• [QUOTED PASSAGE]
Thanksgiving Leftovers

What to do with all that Thanksgiving leftover goodness? You had the big feast, you planned well, and everyone had their fill of delicious food. But now, what to do with all the leftovers? I don’t know about you, but I am not one that can eat the same thing day, after day, after day. My husband Joey, on the other hand, would be just fine with this. Whether Thanksgiving leftovers are your thing or not, here are a few creative ways to use up some of the most common leftovers in a new way.

A note on Thanksgiving Leftover Safety

Before we get into the recipes, remember to keep the food safe. One of the leading causes of food-born illness comes from improper cooling and storing of cooked foods. Follow these simple guidelines to ensure safe eating.

  • Once the turkey is out of the oven, you have two hours (this goes for all food, actually).
  • Food should not be left in the temperature danger done at 40-140° for more than 2 hours; this is the standard food safety protocol.
  • Store leftovers in clean, small containers, so they can cool quickly.
  • Refrigerated leftovers, if kept well, are generally safe for 3-4 days.

For more information, check here.

Turkey and Carcass

Make Turkey stock and any variety of Turkey soup. Soups are a great way to draw out all the flavors left on the turkey bones and use up any remaining vegetable scraps.

Basic Turkey Stock

  • 1 turkey carcass
  • 2 tablespoons butter
  • 2 large onions, chopped
  • 3 celery stalk, chopped
  • 3 carrots, chopped
  • 1 bay leaf
  • cold water
  • salt and pepper

Remove all meat from bones. Reserve nice pieces for sandwiches, and chop all other bits and pieces into chunks for soup. In a large stock pot, melt butter, add chopped vegetables and sauté until tender. Add turkey carcass and cover with cold water. Add bay leaf and season with salt and pepper. Slowly bring to a boil, reduce heat and simmer for 2-4 hours. Remove carcass, then cool. Strain the broth and skim the fat. Discard remaining vegetables and the bay leaf.

For Turkey Soup

  • 2 tablespoons olive oil
  • 2 garlic cloves, minced
  • 1 medium onion, minced
  • 1 large carrot, peeled and minced
  • 1 large stalk celery, minced
  • 1 medium sweet potato, peeled and cubed
  • 1 tablespoon chopped fresh sage
  • 4 cups turkey or chicken stock
  • 1 bay leaf
  • 2-3 cups shredded or cubed turkey meat

In a large soup pot, heat olive oil, and heat garlic; add onion, carrot, celery and sweet potatoes. Sauté over medium-low heat until softened, about 7 or 8 minutes. Add chopped sage to the soup pot, along with the broth and the bay leaf. Bring to a simmer. When simmering, add meat to the soup. Bring it back up to a simmer. Simmer for about 5 more minutes, until sweet potatoes are tender.

• [SUPPLIED DATA]
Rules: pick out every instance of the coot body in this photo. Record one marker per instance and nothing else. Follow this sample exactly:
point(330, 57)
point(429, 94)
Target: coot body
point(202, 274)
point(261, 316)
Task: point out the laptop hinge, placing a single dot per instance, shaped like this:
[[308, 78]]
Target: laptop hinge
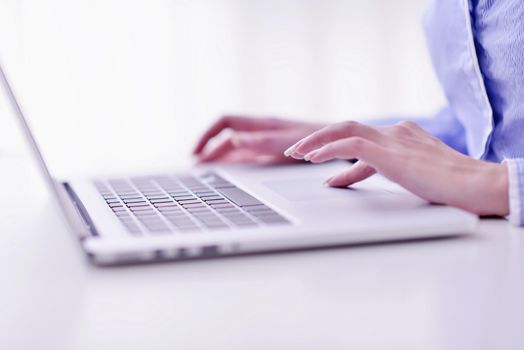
[[76, 213]]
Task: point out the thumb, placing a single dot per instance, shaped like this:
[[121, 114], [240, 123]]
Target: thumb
[[358, 172]]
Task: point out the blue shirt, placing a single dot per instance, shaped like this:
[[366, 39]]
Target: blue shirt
[[477, 50]]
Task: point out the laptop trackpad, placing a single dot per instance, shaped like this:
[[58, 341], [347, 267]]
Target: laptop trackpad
[[314, 189]]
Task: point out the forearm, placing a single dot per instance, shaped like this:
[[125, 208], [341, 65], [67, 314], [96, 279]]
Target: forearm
[[515, 190], [484, 189]]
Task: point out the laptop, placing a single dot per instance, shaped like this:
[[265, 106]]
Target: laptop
[[219, 210]]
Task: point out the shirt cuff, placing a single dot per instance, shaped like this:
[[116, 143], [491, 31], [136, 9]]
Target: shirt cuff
[[515, 208]]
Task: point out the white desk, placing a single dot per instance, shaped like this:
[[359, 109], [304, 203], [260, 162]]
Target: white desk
[[465, 293]]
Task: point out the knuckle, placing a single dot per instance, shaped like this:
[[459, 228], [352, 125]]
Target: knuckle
[[349, 124], [409, 124], [357, 143]]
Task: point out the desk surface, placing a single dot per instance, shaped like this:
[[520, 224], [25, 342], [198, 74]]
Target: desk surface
[[461, 293]]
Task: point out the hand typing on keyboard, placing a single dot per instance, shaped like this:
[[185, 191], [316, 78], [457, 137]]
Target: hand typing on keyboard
[[252, 139]]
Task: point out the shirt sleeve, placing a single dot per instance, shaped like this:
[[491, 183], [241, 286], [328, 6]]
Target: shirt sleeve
[[516, 190], [443, 125]]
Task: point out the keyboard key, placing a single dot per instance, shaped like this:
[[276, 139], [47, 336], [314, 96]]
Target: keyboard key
[[239, 197]]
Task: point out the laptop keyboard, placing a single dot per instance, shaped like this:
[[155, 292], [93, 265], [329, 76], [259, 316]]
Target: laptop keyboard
[[165, 204]]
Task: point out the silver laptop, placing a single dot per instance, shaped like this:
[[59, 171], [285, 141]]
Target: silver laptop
[[217, 211]]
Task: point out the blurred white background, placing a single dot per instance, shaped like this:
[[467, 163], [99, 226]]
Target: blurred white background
[[130, 84]]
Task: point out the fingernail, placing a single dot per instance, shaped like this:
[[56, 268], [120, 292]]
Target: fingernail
[[290, 150], [327, 182], [310, 155]]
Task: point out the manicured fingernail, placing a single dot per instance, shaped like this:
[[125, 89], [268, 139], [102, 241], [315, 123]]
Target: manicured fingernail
[[328, 181], [310, 155], [290, 150]]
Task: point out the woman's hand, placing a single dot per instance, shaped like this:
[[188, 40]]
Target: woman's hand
[[416, 160], [251, 139]]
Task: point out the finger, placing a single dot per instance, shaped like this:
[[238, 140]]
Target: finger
[[350, 148], [256, 143], [265, 142], [236, 123], [329, 134], [358, 172]]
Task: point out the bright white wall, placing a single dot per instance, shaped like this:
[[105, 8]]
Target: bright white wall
[[132, 83]]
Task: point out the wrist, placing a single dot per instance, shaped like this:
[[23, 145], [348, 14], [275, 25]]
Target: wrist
[[489, 190]]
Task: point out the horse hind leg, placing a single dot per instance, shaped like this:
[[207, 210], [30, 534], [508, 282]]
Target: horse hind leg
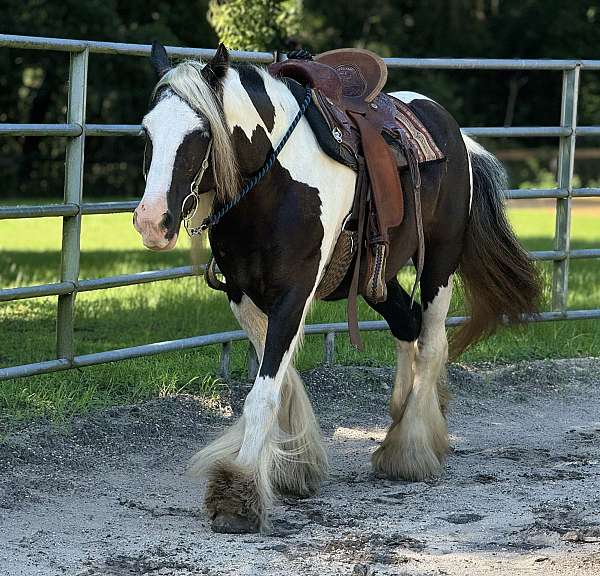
[[417, 441]]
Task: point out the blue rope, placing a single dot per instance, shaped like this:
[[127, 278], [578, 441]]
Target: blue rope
[[252, 182]]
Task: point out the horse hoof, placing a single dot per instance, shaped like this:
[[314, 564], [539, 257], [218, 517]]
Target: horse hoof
[[234, 524]]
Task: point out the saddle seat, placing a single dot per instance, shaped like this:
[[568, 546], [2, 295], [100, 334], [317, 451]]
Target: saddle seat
[[376, 135]]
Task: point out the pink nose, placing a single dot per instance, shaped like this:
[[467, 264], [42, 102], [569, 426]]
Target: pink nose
[[150, 221]]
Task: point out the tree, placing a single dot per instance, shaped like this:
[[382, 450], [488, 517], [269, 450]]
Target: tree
[[255, 24]]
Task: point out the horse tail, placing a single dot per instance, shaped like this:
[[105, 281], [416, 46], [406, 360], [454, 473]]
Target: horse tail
[[499, 279]]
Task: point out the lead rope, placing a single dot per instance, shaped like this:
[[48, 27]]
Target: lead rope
[[250, 184]]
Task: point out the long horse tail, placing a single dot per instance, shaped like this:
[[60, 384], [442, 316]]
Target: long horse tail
[[499, 279]]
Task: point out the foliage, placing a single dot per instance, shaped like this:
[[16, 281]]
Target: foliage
[[33, 83], [255, 24]]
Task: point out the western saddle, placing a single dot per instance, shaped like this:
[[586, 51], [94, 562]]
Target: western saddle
[[376, 135]]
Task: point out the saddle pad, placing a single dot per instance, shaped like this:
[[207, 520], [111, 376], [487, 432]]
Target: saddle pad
[[418, 135]]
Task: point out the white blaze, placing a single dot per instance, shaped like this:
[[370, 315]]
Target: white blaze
[[167, 124]]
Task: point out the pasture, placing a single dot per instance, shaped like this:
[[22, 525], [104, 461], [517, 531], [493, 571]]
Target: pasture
[[30, 254]]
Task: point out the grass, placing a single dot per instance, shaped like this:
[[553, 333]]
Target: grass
[[128, 316]]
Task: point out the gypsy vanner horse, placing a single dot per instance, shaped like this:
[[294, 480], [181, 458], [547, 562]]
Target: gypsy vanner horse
[[272, 248]]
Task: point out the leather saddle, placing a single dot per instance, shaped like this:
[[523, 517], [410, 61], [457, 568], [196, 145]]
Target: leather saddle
[[362, 127]]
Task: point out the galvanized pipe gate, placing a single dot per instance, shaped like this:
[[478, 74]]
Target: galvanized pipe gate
[[73, 207]]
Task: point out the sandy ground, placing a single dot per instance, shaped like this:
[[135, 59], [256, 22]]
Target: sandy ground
[[520, 495]]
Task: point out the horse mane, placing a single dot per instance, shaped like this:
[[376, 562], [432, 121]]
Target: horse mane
[[187, 82]]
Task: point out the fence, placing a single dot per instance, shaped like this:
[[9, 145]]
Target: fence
[[73, 208]]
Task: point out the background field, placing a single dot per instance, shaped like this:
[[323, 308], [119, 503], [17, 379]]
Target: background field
[[30, 254]]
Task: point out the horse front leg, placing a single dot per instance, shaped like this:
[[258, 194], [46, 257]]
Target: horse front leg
[[241, 482]]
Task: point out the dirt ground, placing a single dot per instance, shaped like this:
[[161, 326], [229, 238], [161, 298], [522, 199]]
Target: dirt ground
[[520, 494]]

• [ACTIVITY A] List every ingredient the Thanksgiving leftovers article gives for its Basic Turkey Stock.
• [ACTIVITY B] According to the Thanksgiving leftovers article, for how long are well-kept refrigerated leftovers generally safe?

• [RESULT A]
1 turkey carcass
2 tablespoons butter
2 large onions, chopped
3 celery stalk, chopped
3 carrots, chopped
1 bay leaf
cold water
salt and pepper

• [RESULT B] 3-4 days.